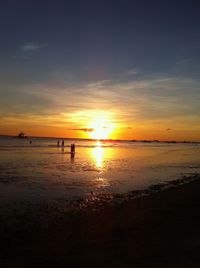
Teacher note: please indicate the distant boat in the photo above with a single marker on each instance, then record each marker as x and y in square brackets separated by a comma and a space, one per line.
[22, 135]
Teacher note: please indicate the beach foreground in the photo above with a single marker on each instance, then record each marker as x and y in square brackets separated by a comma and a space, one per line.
[157, 230]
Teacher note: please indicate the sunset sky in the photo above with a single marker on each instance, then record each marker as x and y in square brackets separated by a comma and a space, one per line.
[124, 69]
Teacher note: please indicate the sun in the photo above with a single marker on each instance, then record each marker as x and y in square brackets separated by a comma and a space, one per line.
[101, 128]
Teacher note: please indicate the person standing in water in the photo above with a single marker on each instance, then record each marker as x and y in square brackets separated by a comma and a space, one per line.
[73, 148]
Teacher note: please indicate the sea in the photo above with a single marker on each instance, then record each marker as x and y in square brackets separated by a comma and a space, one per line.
[42, 170]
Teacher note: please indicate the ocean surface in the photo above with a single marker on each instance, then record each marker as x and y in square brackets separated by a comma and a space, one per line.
[43, 171]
━━━━━━━━━━━━━━━━━━━━
◆ TASK DESCRIPTION ◆
Copy the records from the line containing "Teacher note: please indicate the beach" through the end of the records, keeping every line unchanged.

◆ RESPONSE TO THE EXERCISE ◆
Teacher note: please indicate the beach foreground in the photo above with a single marker on each instance, then record each marker as x and y in square brackets separated by a comma and a space, one per line.
[157, 230]
Teacher note: please indicate the sunset sky in the photo above with a single marker on each instance, then record each marker as x and y in square brackets separated by a comma and a space, one per line.
[124, 69]
Teacher note: please indicate the sun in the photo above with a single marker on each instance, then record each marker as x and y in square brackets separated by a comma and a space, one per line.
[101, 128]
Teacher note: please indicate the person standing in water in the photo above with a single marker on each instance, then record each marker as x and y in square brackets separated by a comma and a space, one per line.
[73, 148]
Teacher note: please indicate the sea in the photo above with a single marker on each instance, then record each marker as x and y in square brackets separated by a comma and a space, one per line.
[42, 170]
Teacher note: please indicate the ocean surface in the photo above with a single marker on each instance, then record each marker as x and y in square brackets separated by a comma and a space, one per line.
[43, 171]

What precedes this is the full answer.